The request - Reproduce the records below word for word, but leave the pictures out of your copy.

=== The input ===

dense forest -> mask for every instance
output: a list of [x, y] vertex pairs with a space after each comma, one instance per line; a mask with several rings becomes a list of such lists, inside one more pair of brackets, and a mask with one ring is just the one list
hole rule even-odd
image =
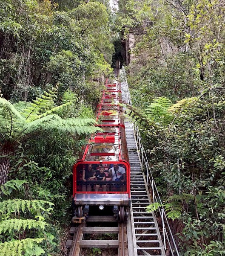
[[1, 256], [66, 255], [72, 166], [118, 59], [180, 255], [225, 255], [225, 1], [117, 3], [0, 1]]

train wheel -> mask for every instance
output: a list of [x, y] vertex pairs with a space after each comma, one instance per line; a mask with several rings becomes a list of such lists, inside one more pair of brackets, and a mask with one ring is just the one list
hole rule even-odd
[[83, 207], [79, 206], [77, 209], [77, 217], [78, 218], [82, 218], [83, 217]]
[[127, 218], [127, 213], [124, 209], [124, 207], [122, 206], [119, 211], [118, 221], [120, 222], [126, 222]]

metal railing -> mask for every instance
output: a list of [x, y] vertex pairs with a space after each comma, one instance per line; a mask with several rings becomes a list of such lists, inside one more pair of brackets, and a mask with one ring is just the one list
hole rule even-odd
[[[131, 106], [132, 105], [132, 102], [131, 99], [131, 95], [129, 91], [128, 84], [126, 80], [125, 72], [124, 68], [122, 67], [122, 70], [120, 72], [120, 76], [123, 76], [123, 86], [125, 86], [125, 93], [127, 94], [127, 102]], [[146, 171], [147, 183], [148, 186], [151, 186], [152, 191], [152, 197], [153, 199], [153, 204], [157, 203], [158, 204], [158, 208], [159, 210], [162, 226], [162, 237], [163, 237], [163, 242], [164, 248], [165, 250], [169, 250], [171, 255], [172, 256], [179, 256], [179, 252], [176, 244], [176, 242], [174, 237], [174, 235], [170, 228], [168, 220], [163, 206], [163, 203], [161, 199], [157, 186], [154, 180], [151, 168], [149, 166], [149, 161], [148, 159], [145, 148], [143, 146], [141, 141], [141, 137], [139, 131], [138, 126], [135, 122], [133, 123], [134, 134], [137, 142], [138, 148], [138, 153], [140, 157], [141, 161], [141, 166], [142, 171], [145, 168]], [[167, 232], [168, 231], [168, 232]], [[170, 239], [169, 238], [169, 236]], [[166, 248], [166, 247], [168, 248]]]

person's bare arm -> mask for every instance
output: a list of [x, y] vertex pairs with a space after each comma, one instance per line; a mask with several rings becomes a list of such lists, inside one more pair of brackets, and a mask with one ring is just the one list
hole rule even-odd
[[126, 181], [126, 174], [123, 173], [122, 174], [122, 180], [121, 180], [122, 182], [124, 182], [124, 181]]
[[111, 177], [112, 175], [112, 170], [109, 170], [109, 171], [108, 173], [108, 175], [109, 177]]
[[87, 181], [84, 178], [85, 177], [85, 170], [83, 170], [83, 173], [82, 173], [82, 180], [83, 181]]

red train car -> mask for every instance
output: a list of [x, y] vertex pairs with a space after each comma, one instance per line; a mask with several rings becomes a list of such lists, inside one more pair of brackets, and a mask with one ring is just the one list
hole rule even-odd
[[127, 218], [130, 166], [120, 89], [117, 83], [106, 80], [97, 111], [102, 131], [91, 136], [82, 159], [74, 165], [74, 222], [86, 218], [90, 208], [96, 206], [98, 210], [111, 209], [119, 221]]

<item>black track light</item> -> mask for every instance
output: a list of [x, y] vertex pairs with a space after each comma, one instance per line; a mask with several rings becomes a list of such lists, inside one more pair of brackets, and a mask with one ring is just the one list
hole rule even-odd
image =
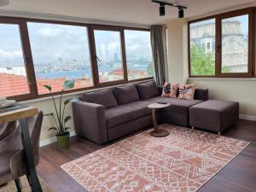
[[160, 16], [164, 16], [166, 15], [166, 6], [165, 4], [161, 3], [160, 5], [160, 8], [159, 8], [159, 15]]
[[184, 9], [183, 8], [178, 8], [178, 18], [184, 17]]
[[159, 1], [159, 0], [151, 0], [153, 3], [156, 3], [160, 4], [159, 8], [159, 14], [160, 16], [164, 16], [166, 15], [166, 5], [176, 7], [178, 9], [178, 18], [183, 18], [184, 17], [184, 9], [187, 9], [184, 6], [182, 5], [176, 5], [172, 4], [167, 2]]

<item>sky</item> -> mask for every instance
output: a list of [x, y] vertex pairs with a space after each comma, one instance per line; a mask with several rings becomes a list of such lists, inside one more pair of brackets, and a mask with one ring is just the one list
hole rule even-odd
[[[28, 32], [34, 64], [73, 60], [90, 61], [87, 28], [67, 25], [28, 22]], [[120, 56], [118, 32], [96, 32], [98, 53], [106, 60]], [[149, 32], [125, 31], [125, 48], [128, 55], [151, 58]], [[23, 54], [19, 26], [0, 24], [0, 67], [23, 65]]]

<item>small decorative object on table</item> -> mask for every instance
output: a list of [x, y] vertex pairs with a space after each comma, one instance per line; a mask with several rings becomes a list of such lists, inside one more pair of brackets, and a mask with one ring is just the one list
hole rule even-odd
[[151, 103], [151, 104], [148, 105], [148, 108], [152, 109], [152, 118], [153, 118], [153, 124], [154, 124], [154, 130], [150, 132], [151, 136], [156, 137], [166, 137], [169, 135], [169, 132], [167, 131], [161, 130], [158, 127], [155, 110], [160, 109], [160, 108], [167, 108], [170, 106], [171, 106], [170, 103], [164, 103], [164, 102], [155, 102], [155, 103]]
[[53, 104], [55, 107], [55, 113], [47, 113], [44, 115], [44, 116], [52, 117], [55, 123], [55, 126], [49, 128], [48, 131], [51, 131], [51, 130], [55, 131], [58, 145], [63, 148], [68, 148], [70, 134], [69, 134], [69, 131], [67, 131], [67, 130], [70, 129], [70, 127], [67, 127], [66, 123], [67, 121], [69, 121], [72, 118], [71, 118], [71, 116], [64, 117], [65, 116], [65, 109], [66, 109], [66, 106], [69, 102], [78, 101], [79, 99], [70, 98], [70, 99], [66, 100], [62, 103], [62, 96], [63, 96], [65, 90], [72, 89], [74, 87], [74, 81], [73, 80], [67, 80], [64, 82], [63, 87], [62, 87], [62, 90], [61, 92], [60, 103], [58, 106], [59, 107], [58, 109], [57, 109], [55, 98], [53, 96], [53, 93], [51, 91], [52, 90], [51, 86], [49, 84], [44, 85], [44, 86], [49, 91], [51, 97], [52, 97]]
[[15, 100], [7, 100], [4, 96], [0, 96], [0, 108], [6, 108], [15, 103]]

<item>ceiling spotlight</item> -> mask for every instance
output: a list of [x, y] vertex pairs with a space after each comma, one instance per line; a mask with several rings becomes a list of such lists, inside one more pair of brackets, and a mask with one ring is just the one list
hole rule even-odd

===

Complete response -
dense forest -> mask for every instance
output: a list of [x, y] vertex pairs with a space after each comma, one instance per line; a mask with several rings becomes a list of such lists, inside one more pair of brackets, and a mask with one ring is just the one list
hole rule even-odd
image =
[[1, 256], [66, 255], [72, 166], [118, 59], [180, 255], [225, 255], [225, 1], [117, 3], [0, 1]]

train wheel -> mask for every instance
output: a list of [x, y] vertex pairs with a space after each comma, one instance per line; a mask with several rings becomes a list of such lists, inside one more pair of brackets, and a mask with one ring is just the one list
hole rule even-odd
[[83, 207], [79, 206], [77, 209], [77, 217], [78, 218], [82, 218], [83, 217]]
[[127, 218], [127, 213], [124, 209], [124, 207], [122, 206], [119, 211], [118, 221], [120, 222], [126, 222]]

metal railing -> mask for every instance
output: a list of [x, y] vertex pairs with a space after each comma, one instance per line; a mask with several rings becomes a list of such lists, inside one more pair of brackets, and a mask with one ring is just the one list
hole rule even-odd
[[[131, 106], [132, 105], [132, 102], [131, 99], [131, 95], [129, 91], [128, 84], [126, 80], [125, 72], [124, 68], [122, 67], [122, 70], [120, 72], [120, 76], [123, 76], [123, 86], [125, 86], [125, 93], [127, 94], [127, 102]], [[146, 171], [147, 183], [148, 186], [151, 186], [152, 191], [152, 197], [153, 199], [153, 204], [157, 203], [158, 204], [158, 208], [159, 210], [162, 226], [162, 237], [163, 237], [163, 242], [164, 248], [165, 250], [169, 250], [171, 255], [172, 256], [179, 256], [179, 252], [176, 244], [176, 242], [174, 237], [174, 235], [170, 228], [168, 220], [163, 206], [163, 203], [161, 199], [157, 186], [154, 180], [151, 168], [149, 166], [149, 161], [148, 159], [145, 148], [143, 146], [141, 141], [141, 137], [139, 131], [138, 126], [135, 122], [133, 123], [134, 134], [137, 142], [138, 148], [138, 153], [140, 157], [141, 161], [141, 166], [142, 171], [145, 168]], [[167, 232], [168, 231], [168, 232]], [[170, 239], [169, 238], [169, 236]], [[166, 248], [166, 247], [168, 248]]]

person's bare arm -> mask for every instance
output: a list of [x, y] vertex pairs with a space after each comma, one instance per line; a mask with several rings becomes a list of such lists, inside one more pair of brackets, and a mask with one ring is just the one list
hole rule even-odd
[[126, 181], [126, 174], [123, 173], [122, 174], [122, 180], [121, 180], [122, 182], [124, 182], [124, 181]]
[[111, 177], [112, 175], [112, 170], [109, 170], [109, 171], [108, 173], [108, 175], [109, 177]]
[[87, 181], [84, 178], [85, 177], [85, 170], [83, 170], [83, 173], [82, 173], [82, 180], [83, 181]]

red train car -> mask for every instance
output: a list of [x, y] vertex pairs with a space after each comma, one instance per line; a mask with several rings becomes a list of such lists, inside one more pair of brackets, and a mask with one ring is just the one list
hole rule even-odd
[[127, 218], [130, 166], [120, 89], [117, 83], [106, 80], [97, 111], [102, 131], [91, 136], [82, 159], [74, 165], [74, 222], [86, 218], [90, 208], [96, 206], [98, 210], [111, 209], [119, 221]]

<item>black track light</item> -> mask for every instance
output: a list of [x, y] vertex pairs with a space after each comma, one instance per line; a mask with several rings becomes a list of such lists, inside one more pair of brackets, and a mask with one ring is just the one list
hole rule even-odd
image =
[[160, 16], [164, 16], [166, 15], [166, 6], [165, 4], [161, 3], [160, 5], [160, 8], [159, 8], [159, 15]]
[[184, 9], [183, 8], [178, 8], [178, 18], [184, 17]]
[[159, 1], [159, 0], [151, 0], [153, 3], [156, 3], [160, 4], [159, 8], [159, 14], [160, 16], [164, 16], [166, 15], [166, 5], [176, 7], [178, 9], [178, 18], [183, 18], [184, 17], [184, 9], [187, 9], [184, 6], [182, 5], [176, 5], [172, 4], [167, 2]]

<item>sky</item> -> mask for every instance
output: a list of [x, y] vertex pairs with a space after each comma, one instance per line; a mask with several rings becomes a list of such lists, inside one more pair of brackets, and a mask with one ring is just the one list
hole rule even-odd
[[[28, 32], [34, 64], [73, 60], [90, 61], [87, 28], [67, 25], [28, 22]], [[120, 56], [118, 32], [96, 32], [98, 53], [106, 60]], [[149, 32], [125, 31], [125, 48], [128, 55], [151, 58]], [[23, 54], [19, 26], [0, 24], [0, 67], [23, 65]]]

<item>small decorative object on table</item> -> mask for every instance
output: a list of [x, y] vertex pairs with a space after each comma, one instance per line; a mask with several rings becomes a list of such lists, inside one more pair of brackets, and a mask with one ring is just the one list
hole rule even-odd
[[151, 103], [151, 104], [148, 105], [148, 108], [152, 109], [152, 118], [153, 118], [153, 124], [154, 124], [154, 130], [150, 132], [151, 136], [156, 137], [166, 137], [169, 135], [169, 132], [167, 131], [161, 130], [158, 127], [155, 110], [160, 109], [160, 108], [167, 108], [170, 106], [171, 106], [170, 103], [164, 103], [164, 102], [155, 102], [155, 103]]
[[53, 104], [55, 107], [55, 113], [47, 113], [44, 115], [44, 116], [52, 117], [55, 123], [55, 126], [49, 128], [48, 131], [51, 131], [51, 130], [55, 131], [58, 145], [63, 148], [68, 148], [70, 134], [69, 134], [69, 131], [67, 131], [67, 130], [70, 129], [70, 127], [67, 127], [66, 123], [67, 121], [69, 121], [72, 118], [71, 118], [71, 116], [64, 117], [65, 116], [65, 109], [66, 109], [66, 106], [69, 102], [78, 101], [79, 99], [70, 98], [70, 99], [66, 100], [62, 103], [62, 96], [63, 96], [65, 90], [72, 89], [74, 87], [74, 81], [73, 80], [67, 80], [64, 82], [63, 87], [62, 87], [62, 90], [61, 92], [60, 103], [58, 106], [59, 107], [58, 109], [57, 109], [55, 98], [53, 96], [53, 93], [51, 91], [52, 90], [51, 86], [49, 84], [44, 85], [44, 86], [49, 91], [51, 97], [52, 97]]
[[15, 100], [7, 100], [4, 96], [0, 96], [0, 108], [6, 108], [15, 103]]

<item>ceiling spotlight</item> -> mask for every instance
output: a list of [x, y] vertex pairs with a space after each comma, one instance per line; a mask with several rings becomes a list of such lists, inside one more pair of brackets, and a mask with one ring is just the one list
hole rule even-odd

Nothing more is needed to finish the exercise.